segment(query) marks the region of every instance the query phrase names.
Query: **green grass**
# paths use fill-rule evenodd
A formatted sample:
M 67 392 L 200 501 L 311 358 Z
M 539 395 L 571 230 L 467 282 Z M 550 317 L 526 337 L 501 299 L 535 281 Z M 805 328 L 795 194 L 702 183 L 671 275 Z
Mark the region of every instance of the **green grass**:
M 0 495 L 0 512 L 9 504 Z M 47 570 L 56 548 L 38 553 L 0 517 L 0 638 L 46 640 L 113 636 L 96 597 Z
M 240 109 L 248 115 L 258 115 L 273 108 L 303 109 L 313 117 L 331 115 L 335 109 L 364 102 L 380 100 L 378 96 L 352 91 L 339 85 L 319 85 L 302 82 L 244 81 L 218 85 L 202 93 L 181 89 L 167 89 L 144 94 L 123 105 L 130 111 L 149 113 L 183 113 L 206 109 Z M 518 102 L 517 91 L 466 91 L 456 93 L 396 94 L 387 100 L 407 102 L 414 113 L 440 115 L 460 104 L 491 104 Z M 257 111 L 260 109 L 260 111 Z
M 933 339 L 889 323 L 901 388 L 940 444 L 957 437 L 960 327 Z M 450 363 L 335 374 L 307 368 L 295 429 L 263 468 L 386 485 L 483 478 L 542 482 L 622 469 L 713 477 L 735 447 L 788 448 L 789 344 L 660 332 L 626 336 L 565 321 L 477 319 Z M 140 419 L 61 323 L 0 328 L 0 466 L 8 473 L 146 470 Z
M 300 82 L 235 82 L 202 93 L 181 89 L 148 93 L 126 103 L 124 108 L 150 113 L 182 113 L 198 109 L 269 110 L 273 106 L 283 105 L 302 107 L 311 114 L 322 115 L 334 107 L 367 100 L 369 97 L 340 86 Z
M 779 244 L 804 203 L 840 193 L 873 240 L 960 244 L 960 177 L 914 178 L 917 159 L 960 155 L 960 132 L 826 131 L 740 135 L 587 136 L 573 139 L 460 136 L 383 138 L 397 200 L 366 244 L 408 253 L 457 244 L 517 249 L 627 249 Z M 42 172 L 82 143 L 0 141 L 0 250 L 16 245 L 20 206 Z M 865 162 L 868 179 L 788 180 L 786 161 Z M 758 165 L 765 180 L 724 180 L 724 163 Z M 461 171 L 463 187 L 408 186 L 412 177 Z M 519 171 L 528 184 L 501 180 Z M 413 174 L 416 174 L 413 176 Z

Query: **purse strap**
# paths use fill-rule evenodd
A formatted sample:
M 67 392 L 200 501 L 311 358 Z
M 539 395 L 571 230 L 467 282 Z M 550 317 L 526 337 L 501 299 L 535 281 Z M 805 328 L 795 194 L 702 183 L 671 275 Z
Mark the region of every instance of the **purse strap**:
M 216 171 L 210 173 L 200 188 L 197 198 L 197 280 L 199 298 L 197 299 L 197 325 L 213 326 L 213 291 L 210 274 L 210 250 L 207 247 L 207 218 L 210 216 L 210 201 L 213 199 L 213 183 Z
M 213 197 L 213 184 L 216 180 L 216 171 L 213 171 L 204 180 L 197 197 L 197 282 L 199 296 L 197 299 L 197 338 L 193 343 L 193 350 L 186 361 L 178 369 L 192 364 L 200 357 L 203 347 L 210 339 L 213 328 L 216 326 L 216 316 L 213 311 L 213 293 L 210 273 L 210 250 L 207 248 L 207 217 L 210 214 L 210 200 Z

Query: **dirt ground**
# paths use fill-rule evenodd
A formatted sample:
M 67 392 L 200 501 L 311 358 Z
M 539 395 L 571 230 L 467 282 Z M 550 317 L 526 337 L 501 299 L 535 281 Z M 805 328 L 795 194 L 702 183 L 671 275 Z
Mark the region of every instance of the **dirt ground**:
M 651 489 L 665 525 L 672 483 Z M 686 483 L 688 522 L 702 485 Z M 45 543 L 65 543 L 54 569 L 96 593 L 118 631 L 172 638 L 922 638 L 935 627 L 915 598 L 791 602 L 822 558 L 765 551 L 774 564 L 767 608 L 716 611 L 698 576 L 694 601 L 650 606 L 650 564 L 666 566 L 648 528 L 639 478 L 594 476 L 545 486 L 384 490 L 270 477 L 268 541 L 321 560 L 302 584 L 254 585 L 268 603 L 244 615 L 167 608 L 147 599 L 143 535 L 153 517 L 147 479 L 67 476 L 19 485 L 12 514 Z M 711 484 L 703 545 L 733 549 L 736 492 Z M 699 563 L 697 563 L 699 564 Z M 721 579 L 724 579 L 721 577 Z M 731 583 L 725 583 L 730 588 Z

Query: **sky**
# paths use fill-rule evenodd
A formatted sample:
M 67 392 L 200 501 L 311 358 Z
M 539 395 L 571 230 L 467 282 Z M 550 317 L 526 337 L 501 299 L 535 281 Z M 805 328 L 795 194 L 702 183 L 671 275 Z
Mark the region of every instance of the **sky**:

+---+

From the line containing "Query: **sky**" through the final line of the listing above, retype every line exactly; leave out everything else.

Exercise response -
Query: **sky**
# paths use fill-rule evenodd
A formatted sample:
M 67 392 L 200 501 L 311 358 Z
M 539 395 L 571 230 L 467 282 Z M 550 317 L 526 337 L 501 299 L 535 281 Z M 805 328 L 795 194 L 702 183 L 671 275 Z
Mark the region of every instance of the **sky**:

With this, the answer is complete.